### Exercise aim:
How many lines in this data contain the string "bare"? Reply with the number only.

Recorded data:
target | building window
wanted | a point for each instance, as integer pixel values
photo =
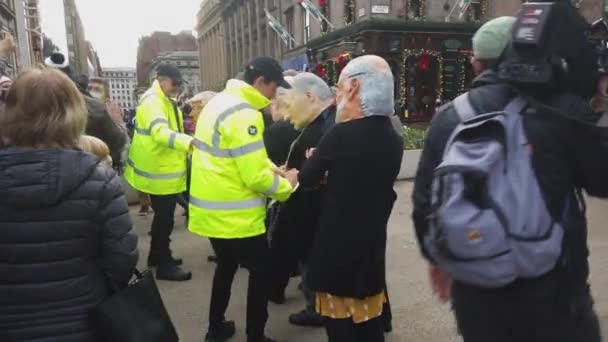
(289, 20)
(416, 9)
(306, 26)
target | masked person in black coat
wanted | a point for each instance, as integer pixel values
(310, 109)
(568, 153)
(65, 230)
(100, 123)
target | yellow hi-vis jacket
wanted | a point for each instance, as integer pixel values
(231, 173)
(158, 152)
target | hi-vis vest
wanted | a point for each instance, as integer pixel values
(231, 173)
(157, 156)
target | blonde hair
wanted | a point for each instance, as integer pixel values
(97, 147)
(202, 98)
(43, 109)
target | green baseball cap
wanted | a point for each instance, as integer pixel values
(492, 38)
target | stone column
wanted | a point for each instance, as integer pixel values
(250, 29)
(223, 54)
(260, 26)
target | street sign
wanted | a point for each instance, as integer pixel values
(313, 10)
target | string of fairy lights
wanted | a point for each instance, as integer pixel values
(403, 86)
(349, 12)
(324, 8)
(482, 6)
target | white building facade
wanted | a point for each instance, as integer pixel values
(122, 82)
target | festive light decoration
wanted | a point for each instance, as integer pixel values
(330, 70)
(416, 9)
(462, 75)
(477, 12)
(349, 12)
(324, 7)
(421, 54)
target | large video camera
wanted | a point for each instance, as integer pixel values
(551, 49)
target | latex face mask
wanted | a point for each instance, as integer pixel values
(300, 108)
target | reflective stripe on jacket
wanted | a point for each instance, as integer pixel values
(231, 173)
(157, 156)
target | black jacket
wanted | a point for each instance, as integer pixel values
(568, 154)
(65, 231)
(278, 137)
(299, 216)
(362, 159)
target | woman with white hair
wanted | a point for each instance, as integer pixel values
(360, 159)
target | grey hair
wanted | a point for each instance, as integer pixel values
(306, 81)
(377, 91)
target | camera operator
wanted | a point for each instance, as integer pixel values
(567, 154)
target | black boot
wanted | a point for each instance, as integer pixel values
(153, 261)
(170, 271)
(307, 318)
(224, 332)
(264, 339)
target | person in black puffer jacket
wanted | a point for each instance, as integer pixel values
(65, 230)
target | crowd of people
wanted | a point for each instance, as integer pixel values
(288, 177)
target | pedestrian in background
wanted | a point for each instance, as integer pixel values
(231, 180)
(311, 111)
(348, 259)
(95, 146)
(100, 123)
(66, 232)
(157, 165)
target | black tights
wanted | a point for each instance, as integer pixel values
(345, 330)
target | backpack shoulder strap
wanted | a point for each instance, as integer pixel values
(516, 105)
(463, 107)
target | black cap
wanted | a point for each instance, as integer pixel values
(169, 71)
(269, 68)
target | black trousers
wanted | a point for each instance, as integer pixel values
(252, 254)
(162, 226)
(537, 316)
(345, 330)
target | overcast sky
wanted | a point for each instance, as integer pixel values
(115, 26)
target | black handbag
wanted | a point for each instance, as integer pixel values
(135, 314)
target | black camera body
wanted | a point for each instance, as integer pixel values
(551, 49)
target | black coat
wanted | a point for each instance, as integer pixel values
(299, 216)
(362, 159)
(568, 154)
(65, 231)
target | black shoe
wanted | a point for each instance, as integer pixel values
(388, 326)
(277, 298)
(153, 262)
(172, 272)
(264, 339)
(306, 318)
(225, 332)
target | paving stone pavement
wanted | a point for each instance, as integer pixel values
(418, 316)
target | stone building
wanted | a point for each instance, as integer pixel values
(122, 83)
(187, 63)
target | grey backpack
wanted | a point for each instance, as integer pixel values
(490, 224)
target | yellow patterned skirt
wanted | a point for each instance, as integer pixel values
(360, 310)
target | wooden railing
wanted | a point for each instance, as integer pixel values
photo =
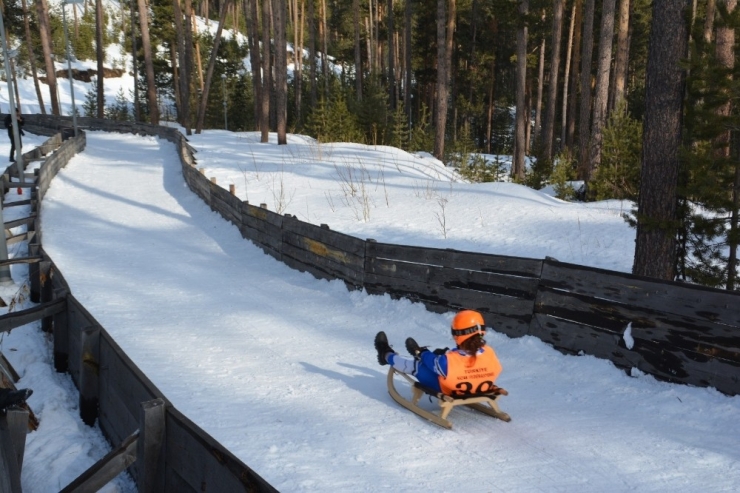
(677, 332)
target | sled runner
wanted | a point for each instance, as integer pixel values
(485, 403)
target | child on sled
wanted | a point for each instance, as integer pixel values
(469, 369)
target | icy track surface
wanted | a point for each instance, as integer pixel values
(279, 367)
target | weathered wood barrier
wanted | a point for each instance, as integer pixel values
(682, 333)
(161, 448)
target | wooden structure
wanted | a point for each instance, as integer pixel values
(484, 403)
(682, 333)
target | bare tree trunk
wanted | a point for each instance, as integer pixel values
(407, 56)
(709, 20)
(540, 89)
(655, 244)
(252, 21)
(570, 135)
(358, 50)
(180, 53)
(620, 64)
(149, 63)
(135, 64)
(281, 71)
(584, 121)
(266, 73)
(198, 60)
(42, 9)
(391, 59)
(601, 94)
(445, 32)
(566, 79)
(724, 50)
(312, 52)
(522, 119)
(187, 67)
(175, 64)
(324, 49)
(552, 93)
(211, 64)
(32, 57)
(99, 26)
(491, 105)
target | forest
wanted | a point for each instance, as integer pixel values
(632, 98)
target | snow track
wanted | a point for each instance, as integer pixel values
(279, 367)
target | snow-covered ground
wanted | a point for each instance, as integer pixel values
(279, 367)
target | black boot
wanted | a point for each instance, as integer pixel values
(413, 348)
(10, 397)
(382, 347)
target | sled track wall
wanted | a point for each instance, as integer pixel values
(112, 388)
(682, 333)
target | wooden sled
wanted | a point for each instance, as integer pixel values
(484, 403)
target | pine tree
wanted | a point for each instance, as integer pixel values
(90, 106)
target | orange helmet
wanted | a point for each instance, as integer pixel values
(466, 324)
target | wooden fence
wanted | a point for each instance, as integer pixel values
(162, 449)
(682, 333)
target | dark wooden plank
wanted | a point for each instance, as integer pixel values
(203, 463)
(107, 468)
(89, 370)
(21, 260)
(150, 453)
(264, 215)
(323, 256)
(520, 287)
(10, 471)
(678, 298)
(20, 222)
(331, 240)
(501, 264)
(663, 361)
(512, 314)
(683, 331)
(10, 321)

* * *

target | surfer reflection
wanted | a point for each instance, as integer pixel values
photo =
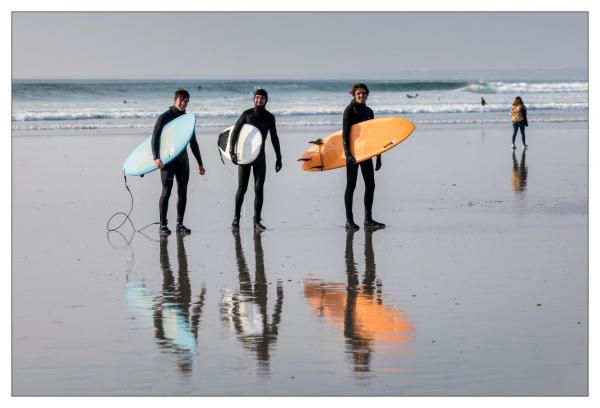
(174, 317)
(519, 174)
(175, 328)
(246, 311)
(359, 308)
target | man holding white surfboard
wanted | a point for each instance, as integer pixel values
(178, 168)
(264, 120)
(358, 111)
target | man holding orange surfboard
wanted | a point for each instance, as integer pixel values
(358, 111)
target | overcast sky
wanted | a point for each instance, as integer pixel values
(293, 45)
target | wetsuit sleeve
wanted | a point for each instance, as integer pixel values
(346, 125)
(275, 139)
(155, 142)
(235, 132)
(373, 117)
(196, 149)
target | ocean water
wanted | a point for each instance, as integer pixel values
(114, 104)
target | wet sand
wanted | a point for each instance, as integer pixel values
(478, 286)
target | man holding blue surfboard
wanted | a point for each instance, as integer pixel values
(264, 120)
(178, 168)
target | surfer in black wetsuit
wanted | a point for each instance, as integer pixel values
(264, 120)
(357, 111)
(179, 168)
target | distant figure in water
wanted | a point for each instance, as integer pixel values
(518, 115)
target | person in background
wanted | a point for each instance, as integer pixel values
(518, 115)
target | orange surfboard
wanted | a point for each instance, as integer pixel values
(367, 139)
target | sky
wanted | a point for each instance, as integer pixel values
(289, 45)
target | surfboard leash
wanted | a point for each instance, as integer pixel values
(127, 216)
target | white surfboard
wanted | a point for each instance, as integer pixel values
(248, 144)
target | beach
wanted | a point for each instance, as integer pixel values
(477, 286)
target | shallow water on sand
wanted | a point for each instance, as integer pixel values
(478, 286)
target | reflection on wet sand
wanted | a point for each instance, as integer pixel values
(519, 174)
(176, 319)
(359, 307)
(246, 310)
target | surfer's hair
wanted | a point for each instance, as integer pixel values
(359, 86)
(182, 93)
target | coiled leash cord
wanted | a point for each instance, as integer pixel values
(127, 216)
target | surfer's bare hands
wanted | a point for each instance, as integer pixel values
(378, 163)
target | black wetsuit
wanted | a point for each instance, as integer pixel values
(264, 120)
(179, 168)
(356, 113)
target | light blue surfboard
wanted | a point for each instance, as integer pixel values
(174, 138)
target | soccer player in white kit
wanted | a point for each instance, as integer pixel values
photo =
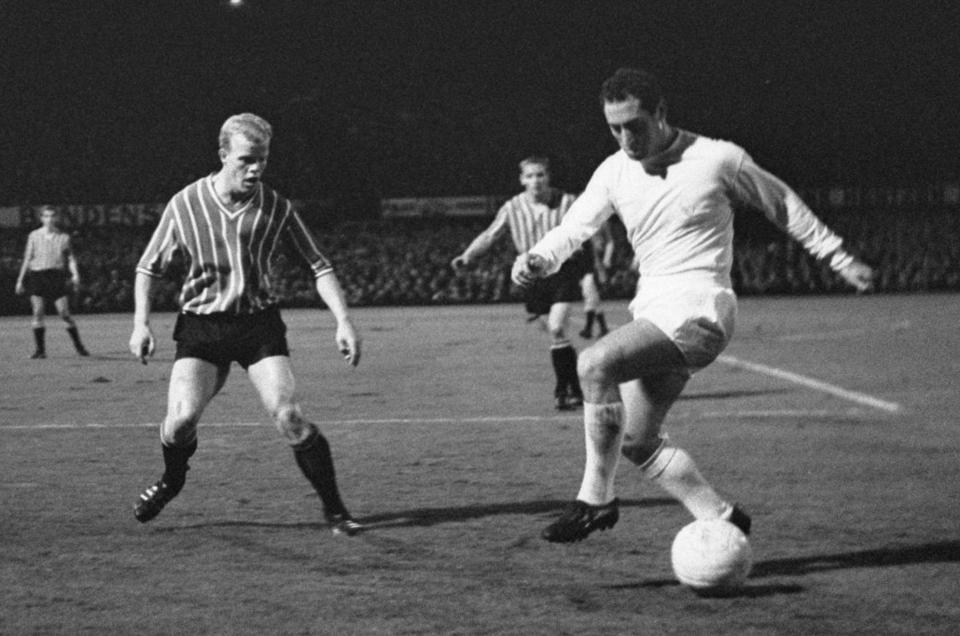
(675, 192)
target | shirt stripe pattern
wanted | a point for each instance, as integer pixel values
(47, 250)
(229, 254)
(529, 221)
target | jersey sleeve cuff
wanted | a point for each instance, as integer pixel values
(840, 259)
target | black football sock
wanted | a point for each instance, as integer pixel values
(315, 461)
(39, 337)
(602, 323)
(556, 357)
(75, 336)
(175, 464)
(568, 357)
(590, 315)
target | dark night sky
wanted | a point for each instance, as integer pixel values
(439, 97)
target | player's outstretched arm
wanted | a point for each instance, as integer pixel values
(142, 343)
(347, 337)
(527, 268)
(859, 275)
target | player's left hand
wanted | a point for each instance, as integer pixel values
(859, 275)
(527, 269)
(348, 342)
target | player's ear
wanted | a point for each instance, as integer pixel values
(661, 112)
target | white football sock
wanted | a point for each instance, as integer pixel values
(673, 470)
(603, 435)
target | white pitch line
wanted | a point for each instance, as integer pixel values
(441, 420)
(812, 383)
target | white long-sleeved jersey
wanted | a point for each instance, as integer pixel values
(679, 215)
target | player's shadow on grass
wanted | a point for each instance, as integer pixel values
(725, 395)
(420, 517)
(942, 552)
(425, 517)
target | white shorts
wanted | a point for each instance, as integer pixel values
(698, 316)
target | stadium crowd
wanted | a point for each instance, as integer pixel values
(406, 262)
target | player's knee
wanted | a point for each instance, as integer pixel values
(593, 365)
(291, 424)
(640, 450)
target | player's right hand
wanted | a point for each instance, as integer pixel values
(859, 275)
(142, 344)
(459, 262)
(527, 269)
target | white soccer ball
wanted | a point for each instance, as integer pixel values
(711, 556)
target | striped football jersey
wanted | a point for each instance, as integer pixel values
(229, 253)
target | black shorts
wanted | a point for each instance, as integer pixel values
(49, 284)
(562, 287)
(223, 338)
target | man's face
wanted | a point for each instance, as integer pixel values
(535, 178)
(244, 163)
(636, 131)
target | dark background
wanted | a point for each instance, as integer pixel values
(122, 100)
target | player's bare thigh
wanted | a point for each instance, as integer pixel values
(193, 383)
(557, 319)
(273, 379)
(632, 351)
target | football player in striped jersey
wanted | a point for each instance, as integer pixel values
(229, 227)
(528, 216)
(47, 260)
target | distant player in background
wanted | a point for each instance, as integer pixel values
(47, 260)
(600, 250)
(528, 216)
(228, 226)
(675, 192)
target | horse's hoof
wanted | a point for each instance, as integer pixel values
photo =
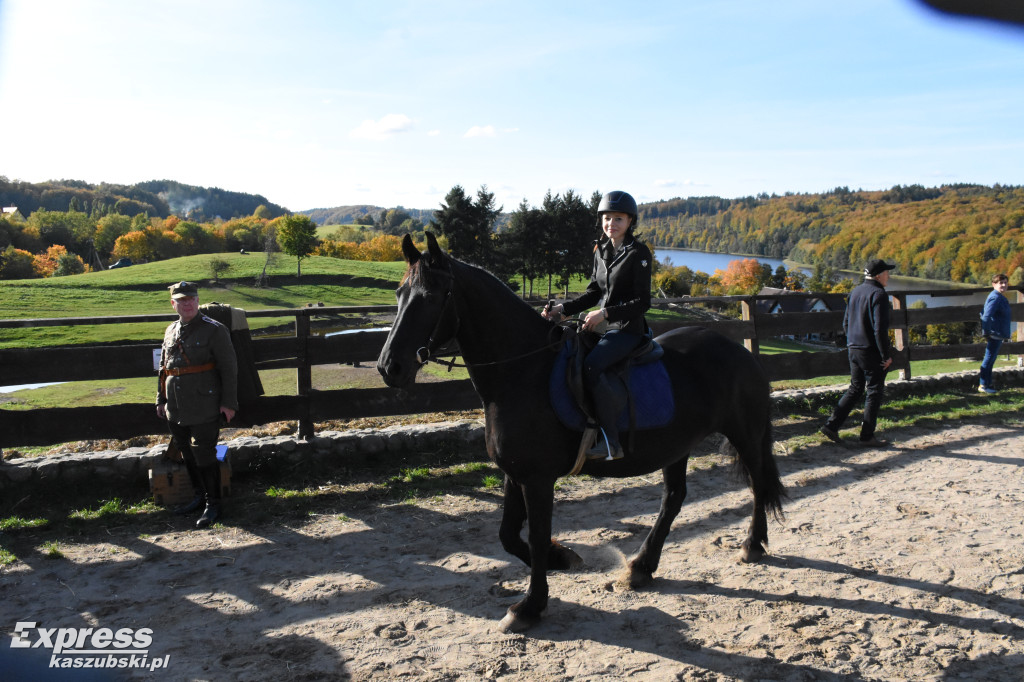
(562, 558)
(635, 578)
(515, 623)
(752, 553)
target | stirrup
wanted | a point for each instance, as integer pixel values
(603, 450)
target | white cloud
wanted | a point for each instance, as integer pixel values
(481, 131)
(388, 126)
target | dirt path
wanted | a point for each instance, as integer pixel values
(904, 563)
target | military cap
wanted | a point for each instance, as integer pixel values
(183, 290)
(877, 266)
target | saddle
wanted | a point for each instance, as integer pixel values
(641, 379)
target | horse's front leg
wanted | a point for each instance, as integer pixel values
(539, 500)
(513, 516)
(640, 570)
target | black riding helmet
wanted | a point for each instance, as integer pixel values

### Reply:
3